Given request
Reproduce the whole Thevenin-equivalent explanation below word for word.

On the right side, I threw away \$R_1\$ and \$R_4\$ since they do not matter at all when figuring the current in \$R_2\$. The current in those two resistors are entirely determined and you should be able to see why their current doesn't impact the current in \$R_2\$.

The right side is the simplified version of the remaining important part of the left side schematic. Here, you should be able to construct the Thevenin equivalent for the portion within the dashed box on the right side. Knowing \$V_\text{TH}\$ and \$R_\text{TH}\$ (representing that box), you can work out the node voltage quite easily. Knowing the node voltage, you can work out the current in \$R_2\$.


Given that enough time has gone by and G36 already provided an answer, I'll follow up now.

Dataset rows
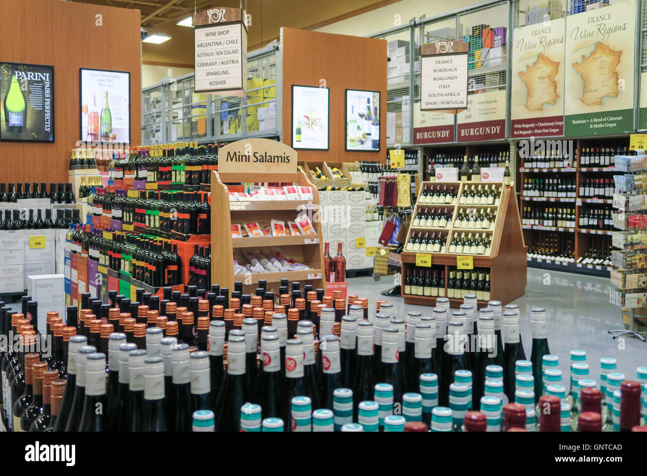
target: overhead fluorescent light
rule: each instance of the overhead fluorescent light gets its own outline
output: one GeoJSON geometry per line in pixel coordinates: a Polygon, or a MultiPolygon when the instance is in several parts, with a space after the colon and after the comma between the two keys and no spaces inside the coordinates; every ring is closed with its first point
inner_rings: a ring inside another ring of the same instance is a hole
{"type": "Polygon", "coordinates": [[[179,27],[191,27],[192,28],[193,28],[193,16],[186,17],[186,18],[185,18],[184,19],[181,20],[181,21],[178,21],[176,23],[176,25],[177,25],[179,27]]]}
{"type": "Polygon", "coordinates": [[[159,33],[155,33],[155,34],[148,36],[142,40],[143,43],[153,43],[155,45],[159,45],[164,43],[164,41],[168,41],[171,39],[171,37],[168,35],[162,35],[159,33]]]}

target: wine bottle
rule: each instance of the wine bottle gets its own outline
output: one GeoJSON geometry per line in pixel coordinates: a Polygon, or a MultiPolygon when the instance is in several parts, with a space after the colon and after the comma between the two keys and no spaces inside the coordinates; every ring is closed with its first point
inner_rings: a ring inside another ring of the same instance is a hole
{"type": "MultiPolygon", "coordinates": [[[[204,360],[208,361],[206,358],[204,360]]],[[[164,359],[160,356],[146,357],[144,359],[142,431],[166,431],[164,396],[164,359]]]]}
{"type": "Polygon", "coordinates": [[[227,373],[214,408],[215,427],[219,431],[239,429],[241,407],[245,403],[245,337],[230,334],[227,343],[227,373]]]}
{"type": "Polygon", "coordinates": [[[87,356],[85,365],[85,396],[79,422],[79,431],[103,431],[105,422],[105,354],[94,352],[87,356]]]}
{"type": "Polygon", "coordinates": [[[54,431],[65,431],[67,420],[72,411],[72,403],[76,390],[76,372],[78,368],[79,349],[85,346],[87,338],[85,335],[72,335],[69,338],[67,349],[67,383],[61,402],[60,410],[53,425],[54,431]]]}
{"type": "MultiPolygon", "coordinates": [[[[78,431],[81,417],[83,414],[83,402],[85,400],[85,374],[87,371],[87,357],[91,354],[96,352],[96,348],[93,345],[84,345],[77,352],[76,361],[76,387],[74,389],[74,396],[72,398],[72,405],[70,413],[65,422],[65,431],[78,431]]],[[[104,363],[104,378],[105,378],[105,363],[104,363]]]]}

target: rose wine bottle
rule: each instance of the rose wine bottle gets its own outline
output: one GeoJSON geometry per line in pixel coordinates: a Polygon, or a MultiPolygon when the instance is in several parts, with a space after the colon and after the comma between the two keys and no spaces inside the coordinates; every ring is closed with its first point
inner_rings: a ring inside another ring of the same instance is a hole
{"type": "Polygon", "coordinates": [[[346,258],[342,255],[341,242],[337,244],[337,254],[333,258],[333,267],[330,273],[331,275],[334,273],[334,282],[344,282],[346,280],[346,258]]]}
{"type": "Polygon", "coordinates": [[[328,242],[325,242],[324,249],[324,276],[326,280],[330,280],[330,281],[334,281],[334,275],[331,274],[333,271],[333,258],[330,256],[330,244],[328,242]]]}

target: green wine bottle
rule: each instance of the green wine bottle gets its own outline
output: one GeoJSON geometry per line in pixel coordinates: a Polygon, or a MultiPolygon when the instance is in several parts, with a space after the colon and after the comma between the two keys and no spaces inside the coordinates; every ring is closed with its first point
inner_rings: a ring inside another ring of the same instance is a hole
{"type": "Polygon", "coordinates": [[[108,104],[108,91],[104,93],[104,108],[99,117],[99,132],[102,139],[108,139],[113,133],[113,115],[108,104]]]}

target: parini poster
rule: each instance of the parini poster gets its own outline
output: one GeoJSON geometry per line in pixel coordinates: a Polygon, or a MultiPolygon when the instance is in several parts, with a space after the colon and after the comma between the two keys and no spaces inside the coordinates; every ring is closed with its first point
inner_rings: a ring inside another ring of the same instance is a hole
{"type": "Polygon", "coordinates": [[[514,29],[510,76],[512,137],[564,134],[563,18],[514,29]]]}
{"type": "Polygon", "coordinates": [[[633,131],[635,16],[628,0],[567,17],[565,135],[633,131]]]}

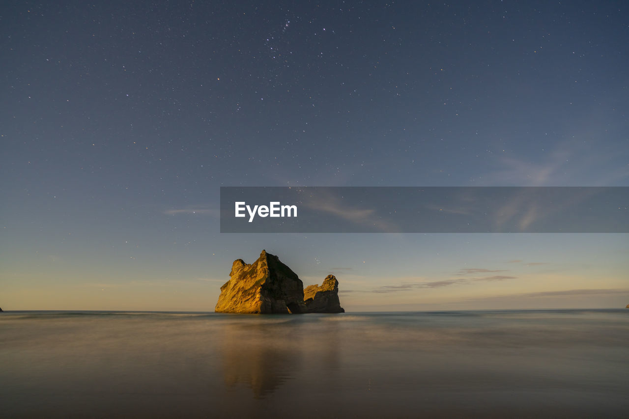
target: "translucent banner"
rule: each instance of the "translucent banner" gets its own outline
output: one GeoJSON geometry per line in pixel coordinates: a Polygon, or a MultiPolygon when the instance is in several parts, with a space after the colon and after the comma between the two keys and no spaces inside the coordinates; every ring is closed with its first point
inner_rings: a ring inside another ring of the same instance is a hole
{"type": "Polygon", "coordinates": [[[629,233],[629,187],[222,187],[221,233],[629,233]]]}

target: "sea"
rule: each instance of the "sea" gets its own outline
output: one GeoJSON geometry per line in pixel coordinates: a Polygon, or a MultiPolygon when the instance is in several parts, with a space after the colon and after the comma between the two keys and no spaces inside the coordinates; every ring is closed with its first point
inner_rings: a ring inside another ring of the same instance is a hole
{"type": "Polygon", "coordinates": [[[629,310],[0,313],[3,418],[625,418],[629,310]]]}

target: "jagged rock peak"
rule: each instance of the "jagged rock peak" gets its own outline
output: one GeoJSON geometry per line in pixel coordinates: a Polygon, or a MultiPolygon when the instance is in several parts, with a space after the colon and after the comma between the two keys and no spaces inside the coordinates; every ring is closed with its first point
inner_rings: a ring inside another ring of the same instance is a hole
{"type": "Polygon", "coordinates": [[[303,282],[275,255],[262,250],[250,265],[234,260],[231,279],[221,287],[218,313],[306,313],[303,282]]]}
{"type": "Polygon", "coordinates": [[[338,299],[338,281],[333,275],[325,277],[321,286],[311,285],[304,289],[304,302],[308,313],[345,313],[338,299]]]}

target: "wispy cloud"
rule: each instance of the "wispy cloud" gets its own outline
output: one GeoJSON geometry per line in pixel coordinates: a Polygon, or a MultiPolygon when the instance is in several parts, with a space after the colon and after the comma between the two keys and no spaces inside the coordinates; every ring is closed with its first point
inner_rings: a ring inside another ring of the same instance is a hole
{"type": "Polygon", "coordinates": [[[508,272],[508,269],[485,269],[483,268],[464,268],[456,275],[474,275],[474,274],[485,274],[494,272],[508,272]]]}
{"type": "Polygon", "coordinates": [[[337,196],[323,189],[320,189],[316,196],[304,197],[303,202],[304,205],[309,208],[331,214],[354,224],[374,228],[387,233],[401,231],[398,226],[383,221],[375,209],[352,206],[337,196]]]}
{"type": "Polygon", "coordinates": [[[538,293],[528,293],[526,294],[520,294],[522,297],[528,297],[528,298],[538,298],[538,297],[558,297],[558,296],[576,296],[576,295],[594,295],[598,294],[618,294],[621,293],[626,293],[629,291],[629,289],[564,289],[563,291],[541,291],[538,293]]]}
{"type": "Polygon", "coordinates": [[[517,276],[508,276],[506,275],[494,275],[486,276],[482,278],[474,278],[472,281],[504,281],[504,279],[517,279],[517,276]]]}
{"type": "Polygon", "coordinates": [[[446,279],[444,281],[434,281],[425,282],[413,282],[401,284],[399,285],[384,285],[372,290],[372,293],[396,293],[398,291],[409,291],[418,288],[440,288],[442,287],[462,284],[467,282],[467,279],[446,279]]]}
{"type": "Polygon", "coordinates": [[[162,213],[166,215],[178,215],[189,214],[192,215],[209,215],[210,216],[220,216],[220,211],[215,208],[208,206],[189,206],[185,208],[171,208],[165,210],[162,213]]]}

Completed task
On the right side, I threw away \$R_1\$ and \$R_4\$ since they do not matter at all when figuring the current in \$R_2\$. The current in those two resistors are entirely determined and you should be able to see why their current doesn't impact the current in \$R_2\$.

The right side is the simplified version of the remaining important part of the left side schematic. Here, you should be able to construct the Thevenin equivalent for the portion within the dashed box on the right side. Knowing \$V_\text{TH}\$ and \$R_\text{TH}\$ (representing that box), you can work out the node voltage quite easily. Knowing the node voltage, you can work out the current in \$R_2\$.


Given that enough time has gone by and G36 already provided an answer, I'll follow up now.